### [Given instruction A]
In the piece on romantic comedies, translate the sentence "I say this with love." into Spanish.
### [Given instruction B]
Revise the piece on romantic comedies between "The rom-coms that" and "what would happen.", inclusive, putting "neighbor" in place of "stranger".

[start Text shown]

The rom-coms that raised me

There are two kinds of people in this world: those who watch The Holiday every December without fail, and those who are wrong. I say this with love. I also say it as someone who has, on more than one occasion, genuinely considered swapping houses with a stranger just to see what would happen.

The Holiday and When Harry Met Sally are the two films I come back to more than any others. They are very different movies. One is about running away and accidentally finding exactly what you needed. The other is about two people who are standing right next to it for twelve years before they finally get out of their own way. Together, they cover pretty much every way a love story can go sideways before it goes right.

"What both films understand, and what I've tried to carry into my own writing, is that the best love stories are really just stories about people learning to be honest."

When Harry Met Sally gave me the slow burn. A tension you can see coming from about forty minutes in and somehow it still gets you every time. It also gave me the deli scene, which I will not elaborate on further except to say that it set a very high bar for comic timing in romantic fiction and I think about it more than is probably healthy.

[end Text shown]
[start Records]

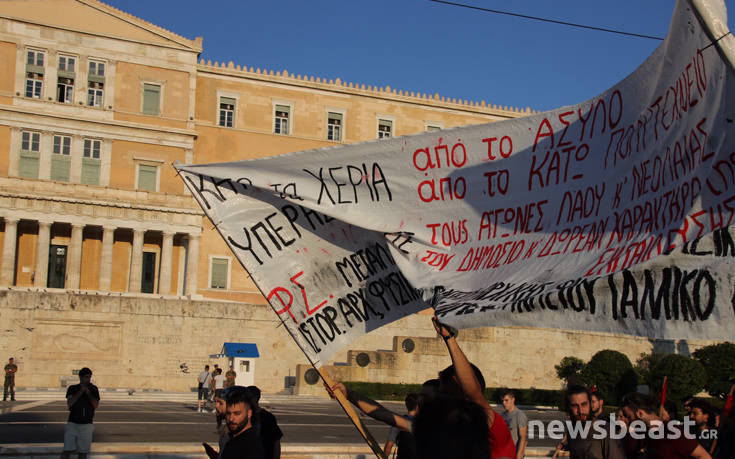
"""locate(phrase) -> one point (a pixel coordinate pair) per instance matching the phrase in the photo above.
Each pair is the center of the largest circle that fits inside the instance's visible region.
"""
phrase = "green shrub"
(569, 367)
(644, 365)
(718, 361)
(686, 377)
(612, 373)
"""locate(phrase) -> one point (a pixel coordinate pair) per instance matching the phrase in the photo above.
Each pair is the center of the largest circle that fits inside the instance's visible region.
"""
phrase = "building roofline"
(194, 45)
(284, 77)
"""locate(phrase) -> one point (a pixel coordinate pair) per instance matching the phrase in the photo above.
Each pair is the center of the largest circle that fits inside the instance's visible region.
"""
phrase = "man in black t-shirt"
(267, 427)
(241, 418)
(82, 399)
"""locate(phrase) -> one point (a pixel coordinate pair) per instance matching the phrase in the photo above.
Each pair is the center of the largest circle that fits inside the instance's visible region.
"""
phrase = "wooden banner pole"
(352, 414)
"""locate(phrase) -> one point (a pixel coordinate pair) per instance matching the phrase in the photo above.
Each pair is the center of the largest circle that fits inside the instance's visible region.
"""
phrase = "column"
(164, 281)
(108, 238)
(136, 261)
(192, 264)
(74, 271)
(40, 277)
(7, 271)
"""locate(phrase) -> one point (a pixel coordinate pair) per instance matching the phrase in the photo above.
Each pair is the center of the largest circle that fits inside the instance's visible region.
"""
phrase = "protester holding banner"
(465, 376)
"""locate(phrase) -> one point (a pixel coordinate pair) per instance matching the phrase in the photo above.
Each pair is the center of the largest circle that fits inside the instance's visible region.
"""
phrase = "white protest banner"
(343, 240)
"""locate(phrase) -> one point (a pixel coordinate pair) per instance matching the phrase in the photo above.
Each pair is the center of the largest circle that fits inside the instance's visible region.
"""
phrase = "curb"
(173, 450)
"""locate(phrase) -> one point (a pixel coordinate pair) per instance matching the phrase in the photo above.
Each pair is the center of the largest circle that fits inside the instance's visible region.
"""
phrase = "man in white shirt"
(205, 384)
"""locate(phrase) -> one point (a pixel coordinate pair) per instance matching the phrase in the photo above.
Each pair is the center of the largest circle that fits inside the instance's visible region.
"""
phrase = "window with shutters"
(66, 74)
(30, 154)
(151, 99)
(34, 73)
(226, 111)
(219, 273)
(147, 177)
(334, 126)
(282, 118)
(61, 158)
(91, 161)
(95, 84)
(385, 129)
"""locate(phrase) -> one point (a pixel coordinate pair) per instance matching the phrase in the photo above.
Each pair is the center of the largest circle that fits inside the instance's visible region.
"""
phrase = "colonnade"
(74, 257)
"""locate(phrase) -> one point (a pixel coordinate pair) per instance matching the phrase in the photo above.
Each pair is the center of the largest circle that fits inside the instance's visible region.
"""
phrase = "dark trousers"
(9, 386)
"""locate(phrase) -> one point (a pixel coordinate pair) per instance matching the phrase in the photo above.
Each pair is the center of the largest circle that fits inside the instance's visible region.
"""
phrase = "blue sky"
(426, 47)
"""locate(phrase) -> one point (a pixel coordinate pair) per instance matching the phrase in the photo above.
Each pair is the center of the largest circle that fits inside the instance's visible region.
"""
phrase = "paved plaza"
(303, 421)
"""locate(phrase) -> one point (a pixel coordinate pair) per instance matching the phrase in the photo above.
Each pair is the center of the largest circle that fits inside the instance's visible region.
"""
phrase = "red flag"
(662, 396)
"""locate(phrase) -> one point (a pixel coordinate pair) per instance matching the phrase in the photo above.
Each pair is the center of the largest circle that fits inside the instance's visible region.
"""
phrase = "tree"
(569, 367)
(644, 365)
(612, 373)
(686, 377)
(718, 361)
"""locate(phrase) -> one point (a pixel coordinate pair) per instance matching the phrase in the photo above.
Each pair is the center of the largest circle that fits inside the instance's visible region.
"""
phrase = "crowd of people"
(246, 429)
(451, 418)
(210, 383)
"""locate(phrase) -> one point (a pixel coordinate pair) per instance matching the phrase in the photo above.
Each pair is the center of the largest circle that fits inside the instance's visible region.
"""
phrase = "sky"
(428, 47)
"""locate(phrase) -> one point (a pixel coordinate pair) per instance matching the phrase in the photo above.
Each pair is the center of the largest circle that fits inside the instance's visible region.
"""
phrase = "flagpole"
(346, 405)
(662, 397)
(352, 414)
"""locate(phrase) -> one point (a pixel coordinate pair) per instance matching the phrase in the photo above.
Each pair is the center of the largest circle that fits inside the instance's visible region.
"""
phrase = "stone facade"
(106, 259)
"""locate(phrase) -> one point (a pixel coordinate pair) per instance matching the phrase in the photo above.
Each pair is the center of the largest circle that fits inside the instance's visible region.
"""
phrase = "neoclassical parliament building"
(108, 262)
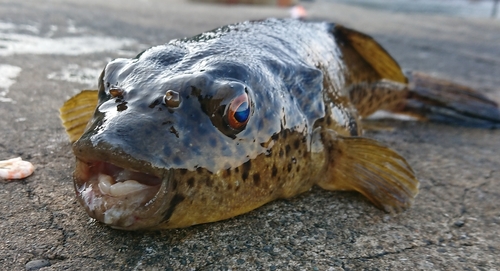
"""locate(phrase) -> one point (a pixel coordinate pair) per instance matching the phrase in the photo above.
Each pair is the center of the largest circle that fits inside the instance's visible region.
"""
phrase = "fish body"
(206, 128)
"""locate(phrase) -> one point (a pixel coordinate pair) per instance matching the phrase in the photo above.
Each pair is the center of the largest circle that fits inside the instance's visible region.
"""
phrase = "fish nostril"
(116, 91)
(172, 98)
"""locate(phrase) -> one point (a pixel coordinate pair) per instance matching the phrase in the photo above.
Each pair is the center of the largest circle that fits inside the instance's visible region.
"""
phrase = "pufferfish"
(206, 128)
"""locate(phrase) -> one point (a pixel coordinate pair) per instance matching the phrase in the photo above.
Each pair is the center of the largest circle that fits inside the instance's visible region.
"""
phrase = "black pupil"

[end Records]

### [Full solution A]
Lo digo con cariño.

### [Full solution B]
The rom-coms that raised me

There are two kinds of people in this world: those who watch The Holiday every December without fail, and those who are wrong. I say this with love. I also say it as someone who has, on more than one occasion, genuinely considered swapping houses with a neighbor just to see what would happen.